## What the task requires
Can you quote the rabbit-hunting piece below word for word, starting at "Jackrabbits, on the" and ending after "of the hunt."?

## Given passage
━━━━━━━━━━━━━━━━━━━━━━━━━━━━━━

Hunting Part 2: The Hunt

This is part two of a three-part series on my recent introduction to hunting for food. The first article explained my reasoning and purchase decisions. This time, we will focus on the process of hunting itself. The next article will be on preparation of the animals once they are caught.

So far, I’ve found that the most difficult part of rabbit hunting is to find a rabbit. Cottontails make this pretty easy. When I crash through the brush in the evening, the rabbits spook. They run about fifty feet, and then try to hide by sitting perfectly still under a bush. Since I’m perfectly comfortable shooting over this distance, it works out pretty well for me.

Jackrabbits, on the other hand, are “wascally,” and most often all I see is a little flash of tail taking off into the distance. I’m not comfortable shooting at a moving target yet, and my aim is not up to taking very long shots, so the only way for me to take jackrabbit is to see one before it hears me and takes off. Much more tricky…

4-CrossingLooking for rabbits is the most time-consuming part of the hunt.

━━━━━━━━━━━━━━━━━━━━━━━━━━━━━━

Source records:

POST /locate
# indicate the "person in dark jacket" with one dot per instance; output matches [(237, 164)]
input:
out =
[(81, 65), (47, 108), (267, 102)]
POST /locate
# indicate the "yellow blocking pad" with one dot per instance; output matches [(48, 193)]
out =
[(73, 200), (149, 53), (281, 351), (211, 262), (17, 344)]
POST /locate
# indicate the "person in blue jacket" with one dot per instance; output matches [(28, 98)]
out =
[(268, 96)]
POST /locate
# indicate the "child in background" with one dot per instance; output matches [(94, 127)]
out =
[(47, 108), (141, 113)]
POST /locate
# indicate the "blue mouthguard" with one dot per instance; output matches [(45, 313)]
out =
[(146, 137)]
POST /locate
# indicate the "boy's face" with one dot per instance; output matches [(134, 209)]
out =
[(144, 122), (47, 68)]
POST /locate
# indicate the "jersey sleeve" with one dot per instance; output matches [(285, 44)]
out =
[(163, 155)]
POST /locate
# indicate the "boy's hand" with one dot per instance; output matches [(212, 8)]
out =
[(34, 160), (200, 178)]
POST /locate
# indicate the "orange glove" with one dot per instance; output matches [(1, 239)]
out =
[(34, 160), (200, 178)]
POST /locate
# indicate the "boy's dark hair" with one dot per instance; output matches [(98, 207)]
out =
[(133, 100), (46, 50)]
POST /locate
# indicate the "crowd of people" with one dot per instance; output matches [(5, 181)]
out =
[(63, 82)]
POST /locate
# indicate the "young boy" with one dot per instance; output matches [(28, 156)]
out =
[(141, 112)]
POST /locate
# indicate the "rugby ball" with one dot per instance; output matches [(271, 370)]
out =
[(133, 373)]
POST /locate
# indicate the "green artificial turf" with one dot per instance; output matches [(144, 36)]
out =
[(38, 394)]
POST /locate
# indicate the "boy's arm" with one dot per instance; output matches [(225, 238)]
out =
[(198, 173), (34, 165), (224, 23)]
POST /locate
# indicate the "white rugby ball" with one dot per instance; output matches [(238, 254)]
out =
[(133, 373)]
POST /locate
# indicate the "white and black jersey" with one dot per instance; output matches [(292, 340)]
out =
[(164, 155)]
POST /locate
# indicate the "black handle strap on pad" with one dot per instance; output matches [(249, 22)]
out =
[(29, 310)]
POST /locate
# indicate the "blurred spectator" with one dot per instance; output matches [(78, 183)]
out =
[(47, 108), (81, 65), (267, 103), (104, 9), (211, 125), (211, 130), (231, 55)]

━━━━━━━━━━━━━━━━━━━━━━━━━━━━━━

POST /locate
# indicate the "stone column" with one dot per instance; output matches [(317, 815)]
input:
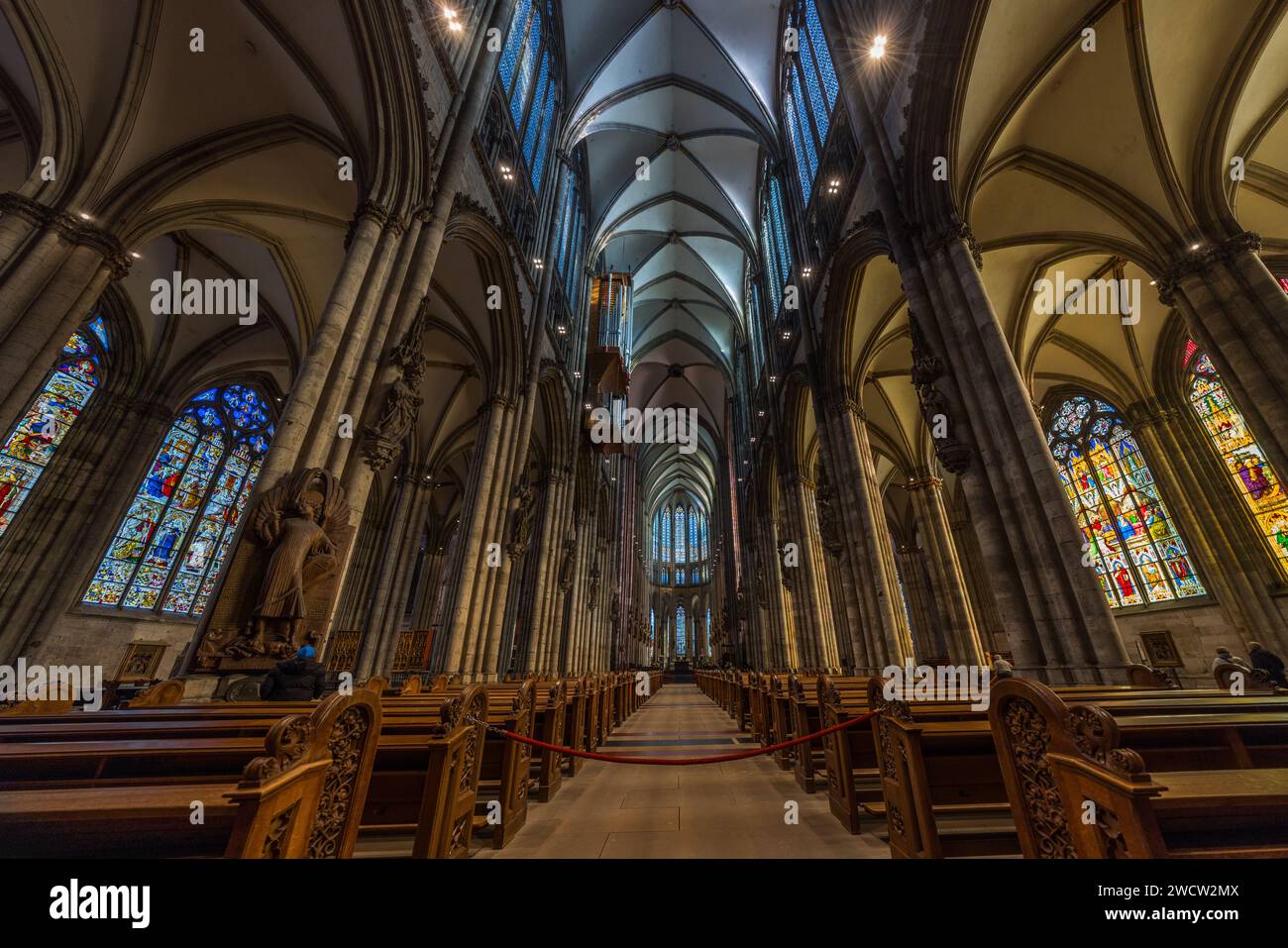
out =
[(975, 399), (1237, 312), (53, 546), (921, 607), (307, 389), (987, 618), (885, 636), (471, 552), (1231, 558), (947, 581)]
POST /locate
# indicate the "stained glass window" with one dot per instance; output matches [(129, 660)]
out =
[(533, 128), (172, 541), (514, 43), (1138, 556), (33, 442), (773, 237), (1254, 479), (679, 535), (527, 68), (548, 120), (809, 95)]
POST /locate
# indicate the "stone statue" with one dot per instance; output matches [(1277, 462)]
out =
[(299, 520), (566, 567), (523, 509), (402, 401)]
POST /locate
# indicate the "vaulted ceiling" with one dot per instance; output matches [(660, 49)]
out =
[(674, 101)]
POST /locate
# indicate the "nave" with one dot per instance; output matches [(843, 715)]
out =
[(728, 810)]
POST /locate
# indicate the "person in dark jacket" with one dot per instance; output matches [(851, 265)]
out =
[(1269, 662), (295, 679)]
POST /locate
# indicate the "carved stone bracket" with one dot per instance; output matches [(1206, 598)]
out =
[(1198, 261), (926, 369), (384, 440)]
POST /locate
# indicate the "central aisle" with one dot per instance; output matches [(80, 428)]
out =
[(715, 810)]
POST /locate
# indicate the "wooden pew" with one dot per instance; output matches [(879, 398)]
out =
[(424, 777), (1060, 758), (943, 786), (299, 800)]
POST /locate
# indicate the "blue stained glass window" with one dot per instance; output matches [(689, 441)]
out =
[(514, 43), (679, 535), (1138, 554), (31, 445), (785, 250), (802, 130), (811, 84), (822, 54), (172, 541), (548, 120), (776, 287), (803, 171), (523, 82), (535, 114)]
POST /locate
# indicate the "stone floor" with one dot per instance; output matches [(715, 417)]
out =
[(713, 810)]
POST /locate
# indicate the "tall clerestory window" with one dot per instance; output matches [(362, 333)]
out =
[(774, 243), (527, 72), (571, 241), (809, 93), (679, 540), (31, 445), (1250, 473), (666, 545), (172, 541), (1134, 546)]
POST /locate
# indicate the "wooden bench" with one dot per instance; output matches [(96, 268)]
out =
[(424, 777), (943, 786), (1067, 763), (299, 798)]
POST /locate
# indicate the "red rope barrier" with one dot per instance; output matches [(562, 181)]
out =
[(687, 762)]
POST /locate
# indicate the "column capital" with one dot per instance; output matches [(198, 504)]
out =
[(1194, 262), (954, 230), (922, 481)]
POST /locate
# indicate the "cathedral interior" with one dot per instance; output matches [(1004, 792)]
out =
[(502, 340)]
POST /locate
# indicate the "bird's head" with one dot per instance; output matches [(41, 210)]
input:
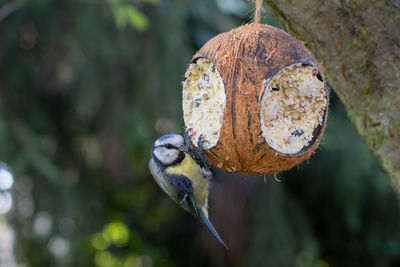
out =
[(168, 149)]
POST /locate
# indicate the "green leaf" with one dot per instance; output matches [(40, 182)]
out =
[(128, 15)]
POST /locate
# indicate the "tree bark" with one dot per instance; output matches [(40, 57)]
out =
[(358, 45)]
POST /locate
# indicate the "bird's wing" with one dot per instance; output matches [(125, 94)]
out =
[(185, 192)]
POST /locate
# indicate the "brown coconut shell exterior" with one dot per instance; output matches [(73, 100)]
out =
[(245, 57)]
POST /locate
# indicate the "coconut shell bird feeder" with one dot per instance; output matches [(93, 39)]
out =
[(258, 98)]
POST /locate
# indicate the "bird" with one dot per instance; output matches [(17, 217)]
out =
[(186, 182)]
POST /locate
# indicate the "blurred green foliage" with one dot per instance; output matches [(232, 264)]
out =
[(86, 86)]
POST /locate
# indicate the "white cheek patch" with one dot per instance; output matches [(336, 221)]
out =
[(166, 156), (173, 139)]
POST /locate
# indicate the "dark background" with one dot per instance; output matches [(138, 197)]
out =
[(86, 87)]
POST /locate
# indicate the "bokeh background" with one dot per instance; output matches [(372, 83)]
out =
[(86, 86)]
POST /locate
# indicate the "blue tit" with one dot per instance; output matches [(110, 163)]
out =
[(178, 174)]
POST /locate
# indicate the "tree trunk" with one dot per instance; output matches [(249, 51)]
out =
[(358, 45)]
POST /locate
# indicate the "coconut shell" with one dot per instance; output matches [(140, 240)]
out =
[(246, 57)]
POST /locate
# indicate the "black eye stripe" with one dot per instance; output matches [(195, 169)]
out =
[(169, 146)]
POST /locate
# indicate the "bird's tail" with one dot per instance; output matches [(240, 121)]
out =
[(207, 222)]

━━━━━━━━━━━━━━━━━━━━━━━━━━━━━━

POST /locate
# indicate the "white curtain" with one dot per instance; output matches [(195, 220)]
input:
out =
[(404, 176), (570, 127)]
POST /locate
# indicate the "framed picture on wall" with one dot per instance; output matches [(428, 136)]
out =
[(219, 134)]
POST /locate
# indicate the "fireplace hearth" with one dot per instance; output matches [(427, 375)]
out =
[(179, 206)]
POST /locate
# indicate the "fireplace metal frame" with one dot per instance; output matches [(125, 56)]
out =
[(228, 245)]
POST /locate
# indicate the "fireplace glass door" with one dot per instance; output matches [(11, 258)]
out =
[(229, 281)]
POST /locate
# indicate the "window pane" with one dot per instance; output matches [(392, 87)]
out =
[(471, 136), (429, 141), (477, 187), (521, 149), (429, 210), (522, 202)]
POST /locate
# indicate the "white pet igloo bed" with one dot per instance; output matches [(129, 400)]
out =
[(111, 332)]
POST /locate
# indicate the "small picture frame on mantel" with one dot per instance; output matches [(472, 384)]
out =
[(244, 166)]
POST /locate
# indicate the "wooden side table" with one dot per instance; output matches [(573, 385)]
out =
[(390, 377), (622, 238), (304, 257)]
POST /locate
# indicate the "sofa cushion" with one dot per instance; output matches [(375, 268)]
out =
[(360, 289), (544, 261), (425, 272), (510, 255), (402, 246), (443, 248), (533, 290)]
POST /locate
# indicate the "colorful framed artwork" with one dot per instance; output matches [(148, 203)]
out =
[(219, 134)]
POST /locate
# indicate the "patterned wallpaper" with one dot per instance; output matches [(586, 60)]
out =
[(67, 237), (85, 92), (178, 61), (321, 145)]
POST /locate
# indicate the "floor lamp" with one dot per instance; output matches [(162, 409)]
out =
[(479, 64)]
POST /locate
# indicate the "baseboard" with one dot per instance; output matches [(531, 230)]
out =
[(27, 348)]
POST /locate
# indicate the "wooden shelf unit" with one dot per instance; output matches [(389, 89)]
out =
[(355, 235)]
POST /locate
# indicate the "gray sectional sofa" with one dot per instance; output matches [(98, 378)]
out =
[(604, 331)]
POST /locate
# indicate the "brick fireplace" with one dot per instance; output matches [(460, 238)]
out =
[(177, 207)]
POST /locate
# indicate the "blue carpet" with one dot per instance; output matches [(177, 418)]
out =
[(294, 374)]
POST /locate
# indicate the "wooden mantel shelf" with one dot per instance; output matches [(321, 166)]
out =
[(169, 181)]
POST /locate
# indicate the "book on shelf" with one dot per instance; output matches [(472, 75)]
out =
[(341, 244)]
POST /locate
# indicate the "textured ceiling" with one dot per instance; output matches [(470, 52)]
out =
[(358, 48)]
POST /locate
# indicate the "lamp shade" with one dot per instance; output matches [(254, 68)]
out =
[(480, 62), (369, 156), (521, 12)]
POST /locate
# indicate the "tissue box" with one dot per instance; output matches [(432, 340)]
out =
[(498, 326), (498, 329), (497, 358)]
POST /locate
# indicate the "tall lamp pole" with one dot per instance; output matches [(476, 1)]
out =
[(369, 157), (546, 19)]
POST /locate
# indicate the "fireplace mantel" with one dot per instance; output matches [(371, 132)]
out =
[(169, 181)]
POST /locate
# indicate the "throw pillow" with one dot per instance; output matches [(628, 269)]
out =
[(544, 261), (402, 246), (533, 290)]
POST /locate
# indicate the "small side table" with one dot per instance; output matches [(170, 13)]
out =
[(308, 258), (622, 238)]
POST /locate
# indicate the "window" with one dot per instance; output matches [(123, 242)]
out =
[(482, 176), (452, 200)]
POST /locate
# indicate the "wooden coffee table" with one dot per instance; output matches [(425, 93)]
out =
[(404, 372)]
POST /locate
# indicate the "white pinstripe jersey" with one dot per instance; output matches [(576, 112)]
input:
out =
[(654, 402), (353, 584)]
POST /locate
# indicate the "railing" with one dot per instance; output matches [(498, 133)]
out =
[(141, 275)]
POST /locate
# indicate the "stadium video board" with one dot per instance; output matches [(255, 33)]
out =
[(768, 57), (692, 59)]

━━━━━━━━━━━━━━━━━━━━━━━━━━━━━━

## Correct output
Jackrabbits, on the other hand, are “wascally,” and most often all I see is a little flash of tail taking off into the distance. I’m not comfortable shooting at a moving target yet, and my aim is not up to taking very long shots, so the only way for me to take jackrabbit is to see one before it hears me and takes off. Much more tricky…

4-CrossingLooking for rabbits is the most time-consuming part of the hunt.